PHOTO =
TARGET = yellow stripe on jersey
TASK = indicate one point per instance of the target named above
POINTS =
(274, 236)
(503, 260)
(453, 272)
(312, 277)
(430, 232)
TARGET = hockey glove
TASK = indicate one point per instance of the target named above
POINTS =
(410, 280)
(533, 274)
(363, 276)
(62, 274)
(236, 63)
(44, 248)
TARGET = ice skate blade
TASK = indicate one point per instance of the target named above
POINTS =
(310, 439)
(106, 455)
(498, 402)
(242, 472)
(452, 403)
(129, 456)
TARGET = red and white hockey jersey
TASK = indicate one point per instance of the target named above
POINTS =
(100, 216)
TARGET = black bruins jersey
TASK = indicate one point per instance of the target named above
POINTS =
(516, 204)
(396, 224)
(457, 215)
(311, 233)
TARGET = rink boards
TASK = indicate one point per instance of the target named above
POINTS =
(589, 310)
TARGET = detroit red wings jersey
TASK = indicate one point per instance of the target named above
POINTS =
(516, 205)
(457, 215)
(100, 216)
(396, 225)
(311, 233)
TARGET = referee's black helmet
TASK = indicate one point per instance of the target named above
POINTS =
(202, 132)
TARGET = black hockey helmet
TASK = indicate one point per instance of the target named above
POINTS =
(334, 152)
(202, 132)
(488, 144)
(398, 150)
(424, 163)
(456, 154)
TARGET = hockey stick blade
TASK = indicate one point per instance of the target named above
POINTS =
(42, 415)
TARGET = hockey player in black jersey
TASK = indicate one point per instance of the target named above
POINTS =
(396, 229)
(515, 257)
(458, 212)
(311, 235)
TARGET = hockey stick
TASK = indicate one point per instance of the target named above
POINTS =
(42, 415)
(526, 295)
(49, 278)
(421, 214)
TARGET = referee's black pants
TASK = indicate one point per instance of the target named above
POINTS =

• PROMPT: The response must consist solely of the lines from the first line of the entries through the line containing "TARGET = hockey player in black jersey", repeated exactly.

• YOUR SOLUTION:
PHOTO =
TARGET = yellow stripe on jersey
TASK = indicate one point per instance of the target named above
POINTS =
(274, 236)
(503, 260)
(453, 272)
(312, 277)
(430, 232)
TARGET = hockey glove
TASK = indicate one point per instance of the target named above
POINTS =
(410, 280)
(533, 274)
(363, 276)
(62, 274)
(236, 63)
(44, 248)
TARGET = ice skate blade
TASK = indicate one point per instance of the target named above
POINTS =
(310, 439)
(106, 455)
(498, 402)
(242, 472)
(452, 403)
(129, 456)
TARGET = red and white hockey jersey
TASK = indicate one point per instance of the target named above
POINTS =
(100, 216)
TARGET = black bruins jersey
TASK = indicate one point per instance of the target named above
POINTS =
(516, 204)
(396, 224)
(457, 215)
(311, 233)
TARGET = rink boards
TASK = indicate one point per instance of the target named above
POINTS =
(589, 310)
TARGET = detroit red wings jersey
TASK = indicate one point per instance of the target named above
POINTS =
(516, 205)
(457, 215)
(100, 216)
(396, 225)
(311, 233)
TARGET = referee's black helmet
TASK = indicate one point per instance of the target named above
POINTS =
(202, 132)
TARGET = black hockey helmet
TASK = indicate one point per instance of the target named above
POINTS =
(334, 152)
(202, 132)
(488, 144)
(398, 150)
(424, 163)
(456, 154)
TARGET = hockey stick blade
TASK = indicate one point per instance of the target named above
POINTS =
(42, 415)
TARGET = hockey player in black jersey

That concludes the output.